___ Pasaje dado ___

# leds-encedidos al audio



## dj_ko (May 18, 2007)

necesito construir

un circuito de 16 leds de multiples colores

pero no se mucho de circuitos necesito q me lo expliquen calramente y bien detallado incluso donde puedo encontrar lo q necesito comprar

necesito ese circuito y q vaya conectado a una buena potencia para q los led iluminen fuerte

optra consulta necesito saber q led son los q puedo consegui para iluminacion de fiestas para bola giradora


gracias


----------



## Dano (May 18, 2007)

> optra consulta necesito saber q led son los q puedo consegui para iluminacion de fiestas para bola giradora



Las bolas de espejo no se iluminan con led por lo general sino con una lámpara de discoteca asi le llamamos acá son unas lámparas de bastante potencia y tienen una forma cónica.

Saludos


----------



## JV (May 19, 2007)

> un circuito de 16 leds de multiples colores



y que tipo de circuito?? solamente debe prender los LED??



> necesito ese circuito y q vaya conectado a una buena potencia para q los led iluminen fuerte



por mas que le des mucha potencia si le quieres sacar mas de lo que pueden dar, los quemas, para eso estan los LED de alto brillo.

Saludos..


----------



## Francisco Galarza (May 19, 2007)

Hola, con leds no vas a conseguir nada de luz, yo le pondría unos tachos "PAR 36" con pantallas de diferentes colores y con dimer's vas regulando la potencia de cada color haciendo mezclas de colores. Una vez lo hice y quedó muy bien


----------

___ Registros ___

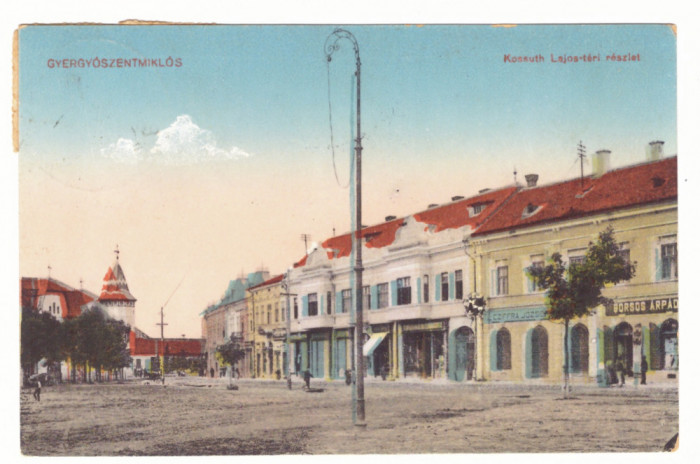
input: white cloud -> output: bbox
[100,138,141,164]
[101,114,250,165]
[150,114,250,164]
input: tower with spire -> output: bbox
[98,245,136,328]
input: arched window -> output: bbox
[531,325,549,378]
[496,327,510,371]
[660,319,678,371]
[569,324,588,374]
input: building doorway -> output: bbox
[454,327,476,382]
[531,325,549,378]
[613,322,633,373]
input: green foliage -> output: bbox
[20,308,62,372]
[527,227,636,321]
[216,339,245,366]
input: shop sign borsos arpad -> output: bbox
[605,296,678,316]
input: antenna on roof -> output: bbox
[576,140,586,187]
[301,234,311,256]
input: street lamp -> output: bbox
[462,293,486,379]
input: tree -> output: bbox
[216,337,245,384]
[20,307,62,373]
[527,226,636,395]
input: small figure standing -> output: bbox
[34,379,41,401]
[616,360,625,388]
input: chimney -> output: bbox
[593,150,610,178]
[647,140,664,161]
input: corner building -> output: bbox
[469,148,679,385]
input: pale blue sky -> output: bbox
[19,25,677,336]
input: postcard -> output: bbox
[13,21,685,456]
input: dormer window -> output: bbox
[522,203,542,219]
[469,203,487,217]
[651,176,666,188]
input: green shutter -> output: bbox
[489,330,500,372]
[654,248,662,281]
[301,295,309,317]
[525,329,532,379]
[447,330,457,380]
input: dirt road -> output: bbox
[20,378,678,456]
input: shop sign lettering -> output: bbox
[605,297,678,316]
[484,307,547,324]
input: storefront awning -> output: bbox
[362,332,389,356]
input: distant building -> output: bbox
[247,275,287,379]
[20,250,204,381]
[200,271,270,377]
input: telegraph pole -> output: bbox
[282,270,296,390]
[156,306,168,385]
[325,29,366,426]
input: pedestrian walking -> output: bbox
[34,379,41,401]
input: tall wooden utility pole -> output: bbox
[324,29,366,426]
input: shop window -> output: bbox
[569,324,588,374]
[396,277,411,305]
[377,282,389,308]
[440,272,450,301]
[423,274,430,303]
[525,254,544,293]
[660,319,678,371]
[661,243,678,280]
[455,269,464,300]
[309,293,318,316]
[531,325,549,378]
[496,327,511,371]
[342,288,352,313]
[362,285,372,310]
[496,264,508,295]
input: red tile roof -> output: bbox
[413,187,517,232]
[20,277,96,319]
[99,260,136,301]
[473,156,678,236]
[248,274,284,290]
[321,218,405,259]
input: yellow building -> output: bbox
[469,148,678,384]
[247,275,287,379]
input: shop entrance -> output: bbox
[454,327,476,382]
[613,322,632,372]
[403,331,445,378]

___

Objetivo - ¿Cómo queda el fragmento del hilo del foro que comienza con "Las bolas de" y sigue hasta "una forma cónica." si reemplazas "bolas de espejo" por "esferas de espejo"? Trabaja solo con el hilo del foro.

Resultado del ejercicio -
Las esferas de espejo no se iluminan con led por lo general sino con una lámpara de discoteca asi le llamamos acá son unas lámparas de bastante potencia y tienen una forma cónica.